• Your instructions:
Locate each line in the records containing the string "trunk" and copy those lines. Matching is case-sensitive.

[Begin]

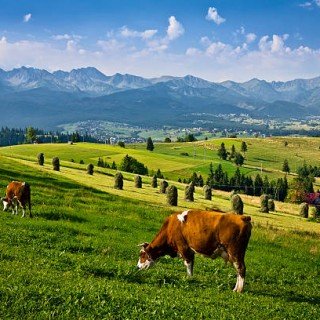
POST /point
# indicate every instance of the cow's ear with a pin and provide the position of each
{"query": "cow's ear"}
(143, 245)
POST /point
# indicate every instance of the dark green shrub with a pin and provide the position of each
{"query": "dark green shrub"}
(304, 210)
(56, 164)
(237, 204)
(189, 191)
(90, 169)
(264, 203)
(154, 182)
(138, 181)
(41, 159)
(207, 192)
(271, 205)
(130, 164)
(163, 186)
(118, 181)
(172, 195)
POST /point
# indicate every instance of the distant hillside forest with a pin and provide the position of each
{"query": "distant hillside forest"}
(9, 137)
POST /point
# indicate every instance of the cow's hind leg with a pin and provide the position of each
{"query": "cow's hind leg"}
(241, 273)
(188, 258)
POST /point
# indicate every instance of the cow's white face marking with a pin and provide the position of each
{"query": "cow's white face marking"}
(5, 205)
(145, 261)
(181, 217)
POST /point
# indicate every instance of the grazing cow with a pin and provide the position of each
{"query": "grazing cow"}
(209, 233)
(17, 195)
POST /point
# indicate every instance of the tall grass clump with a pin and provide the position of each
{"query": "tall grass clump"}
(172, 195)
(138, 181)
(207, 192)
(41, 159)
(237, 204)
(264, 203)
(56, 164)
(163, 186)
(118, 181)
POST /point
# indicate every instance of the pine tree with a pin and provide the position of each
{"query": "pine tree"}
(90, 168)
(244, 147)
(238, 159)
(285, 166)
(222, 152)
(172, 196)
(41, 159)
(150, 145)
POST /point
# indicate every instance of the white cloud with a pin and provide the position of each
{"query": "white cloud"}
(250, 37)
(273, 59)
(213, 15)
(62, 37)
(274, 45)
(27, 17)
(175, 29)
(128, 33)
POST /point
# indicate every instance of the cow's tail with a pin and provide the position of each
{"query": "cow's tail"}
(28, 193)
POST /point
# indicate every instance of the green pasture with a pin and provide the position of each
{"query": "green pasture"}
(76, 258)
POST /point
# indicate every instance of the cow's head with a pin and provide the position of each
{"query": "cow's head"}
(6, 203)
(145, 260)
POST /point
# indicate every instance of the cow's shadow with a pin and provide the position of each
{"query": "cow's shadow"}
(290, 296)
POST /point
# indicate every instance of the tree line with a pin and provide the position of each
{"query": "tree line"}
(14, 136)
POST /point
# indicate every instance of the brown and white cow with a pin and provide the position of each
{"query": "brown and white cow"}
(17, 195)
(209, 233)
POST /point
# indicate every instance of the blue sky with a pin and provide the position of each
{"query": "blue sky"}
(216, 40)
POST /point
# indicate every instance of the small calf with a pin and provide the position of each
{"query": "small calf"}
(17, 195)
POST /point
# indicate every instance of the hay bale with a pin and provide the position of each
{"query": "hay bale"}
(154, 182)
(41, 159)
(304, 210)
(56, 164)
(172, 195)
(264, 203)
(138, 181)
(271, 205)
(118, 181)
(207, 192)
(237, 204)
(163, 186)
(90, 169)
(189, 191)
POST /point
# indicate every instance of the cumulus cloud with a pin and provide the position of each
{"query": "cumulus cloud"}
(27, 17)
(128, 33)
(213, 15)
(250, 37)
(175, 29)
(271, 59)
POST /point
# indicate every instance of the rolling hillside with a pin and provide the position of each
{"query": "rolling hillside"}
(47, 99)
(76, 258)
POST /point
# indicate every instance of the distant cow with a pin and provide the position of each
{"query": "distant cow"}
(17, 195)
(209, 233)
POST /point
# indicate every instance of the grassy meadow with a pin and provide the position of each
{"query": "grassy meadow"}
(76, 258)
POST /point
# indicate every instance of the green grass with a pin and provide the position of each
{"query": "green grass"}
(76, 259)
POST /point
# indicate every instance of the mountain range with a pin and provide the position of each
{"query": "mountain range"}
(30, 96)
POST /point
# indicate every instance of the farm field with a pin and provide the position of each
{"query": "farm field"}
(181, 160)
(76, 258)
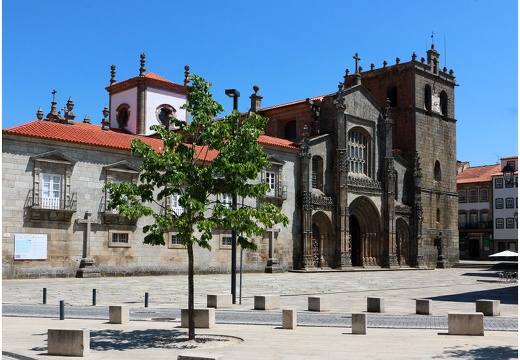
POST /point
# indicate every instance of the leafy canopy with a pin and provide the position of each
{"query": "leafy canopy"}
(183, 168)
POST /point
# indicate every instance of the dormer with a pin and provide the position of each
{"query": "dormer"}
(145, 100)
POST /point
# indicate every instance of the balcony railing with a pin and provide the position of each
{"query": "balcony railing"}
(46, 203)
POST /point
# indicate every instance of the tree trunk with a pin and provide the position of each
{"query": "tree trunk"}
(191, 291)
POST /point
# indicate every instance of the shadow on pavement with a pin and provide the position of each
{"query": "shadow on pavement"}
(485, 353)
(506, 295)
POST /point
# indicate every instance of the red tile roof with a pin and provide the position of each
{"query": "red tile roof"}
(93, 135)
(477, 174)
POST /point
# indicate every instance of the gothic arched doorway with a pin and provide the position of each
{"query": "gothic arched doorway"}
(322, 241)
(365, 232)
(403, 242)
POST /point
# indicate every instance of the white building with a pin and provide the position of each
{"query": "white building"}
(505, 203)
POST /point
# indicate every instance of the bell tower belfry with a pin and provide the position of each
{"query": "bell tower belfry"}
(145, 100)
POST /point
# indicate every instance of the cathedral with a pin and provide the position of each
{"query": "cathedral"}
(365, 174)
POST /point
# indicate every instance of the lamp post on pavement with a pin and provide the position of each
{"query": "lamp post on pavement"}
(235, 95)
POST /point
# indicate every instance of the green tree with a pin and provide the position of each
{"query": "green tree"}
(199, 161)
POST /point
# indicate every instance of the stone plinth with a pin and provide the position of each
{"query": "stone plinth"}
(289, 319)
(488, 307)
(423, 306)
(204, 318)
(466, 324)
(375, 304)
(359, 324)
(218, 301)
(118, 314)
(267, 302)
(68, 342)
(318, 303)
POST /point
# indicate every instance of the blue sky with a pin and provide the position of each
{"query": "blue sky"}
(291, 49)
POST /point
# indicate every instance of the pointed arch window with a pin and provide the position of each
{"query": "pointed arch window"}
(317, 172)
(437, 171)
(358, 155)
(444, 103)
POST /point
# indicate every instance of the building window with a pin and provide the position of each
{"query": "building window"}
(428, 98)
(290, 130)
(499, 203)
(358, 152)
(270, 179)
(122, 115)
(391, 94)
(176, 208)
(444, 103)
(119, 238)
(227, 200)
(51, 191)
(437, 171)
(226, 241)
(317, 172)
(462, 220)
(483, 195)
(473, 195)
(175, 240)
(164, 113)
(273, 177)
(473, 219)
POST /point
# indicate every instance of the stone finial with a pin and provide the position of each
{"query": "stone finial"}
(186, 74)
(142, 69)
(39, 113)
(69, 114)
(105, 123)
(256, 99)
(112, 74)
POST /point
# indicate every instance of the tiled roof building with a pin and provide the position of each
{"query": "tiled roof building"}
(366, 175)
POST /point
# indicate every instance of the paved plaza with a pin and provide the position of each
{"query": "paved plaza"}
(396, 334)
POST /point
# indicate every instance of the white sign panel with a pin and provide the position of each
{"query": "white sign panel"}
(30, 246)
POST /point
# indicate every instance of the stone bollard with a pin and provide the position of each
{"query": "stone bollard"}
(423, 306)
(375, 304)
(289, 320)
(466, 324)
(318, 303)
(267, 302)
(204, 318)
(219, 301)
(488, 307)
(359, 323)
(118, 314)
(68, 342)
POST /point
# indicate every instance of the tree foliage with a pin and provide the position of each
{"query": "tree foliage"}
(198, 162)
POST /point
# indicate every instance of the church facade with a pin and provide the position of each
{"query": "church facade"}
(366, 175)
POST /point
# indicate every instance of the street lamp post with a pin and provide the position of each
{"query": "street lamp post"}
(235, 95)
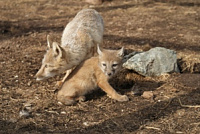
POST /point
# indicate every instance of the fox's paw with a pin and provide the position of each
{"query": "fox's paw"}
(123, 98)
(59, 83)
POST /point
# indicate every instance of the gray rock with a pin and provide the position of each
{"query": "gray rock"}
(154, 62)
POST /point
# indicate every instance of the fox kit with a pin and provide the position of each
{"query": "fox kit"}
(92, 73)
(78, 43)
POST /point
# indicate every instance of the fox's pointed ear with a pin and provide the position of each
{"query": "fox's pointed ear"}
(99, 50)
(121, 52)
(49, 41)
(57, 50)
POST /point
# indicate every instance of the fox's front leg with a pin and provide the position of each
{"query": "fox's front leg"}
(59, 83)
(106, 87)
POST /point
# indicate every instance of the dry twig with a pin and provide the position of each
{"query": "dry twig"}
(190, 106)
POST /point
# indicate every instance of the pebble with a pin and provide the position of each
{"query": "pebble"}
(148, 95)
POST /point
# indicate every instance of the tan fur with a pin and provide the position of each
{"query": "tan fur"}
(92, 73)
(78, 43)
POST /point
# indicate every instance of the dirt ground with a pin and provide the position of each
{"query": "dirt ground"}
(136, 24)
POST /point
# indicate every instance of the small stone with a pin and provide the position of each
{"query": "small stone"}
(148, 95)
(136, 91)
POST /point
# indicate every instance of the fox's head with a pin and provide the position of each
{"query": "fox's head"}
(110, 61)
(54, 61)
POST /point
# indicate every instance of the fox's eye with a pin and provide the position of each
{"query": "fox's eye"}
(115, 65)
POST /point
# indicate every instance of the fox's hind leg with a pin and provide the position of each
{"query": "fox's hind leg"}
(67, 100)
(59, 83)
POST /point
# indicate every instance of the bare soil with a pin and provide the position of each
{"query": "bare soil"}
(136, 24)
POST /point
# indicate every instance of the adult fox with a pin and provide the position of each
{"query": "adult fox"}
(93, 72)
(78, 43)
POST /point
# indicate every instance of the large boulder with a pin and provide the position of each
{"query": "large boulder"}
(154, 62)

[End]

• Result of the exercise:
# indicate every instance of the tree trunk with a pin and provide the position of each
{"query": "tree trunk"}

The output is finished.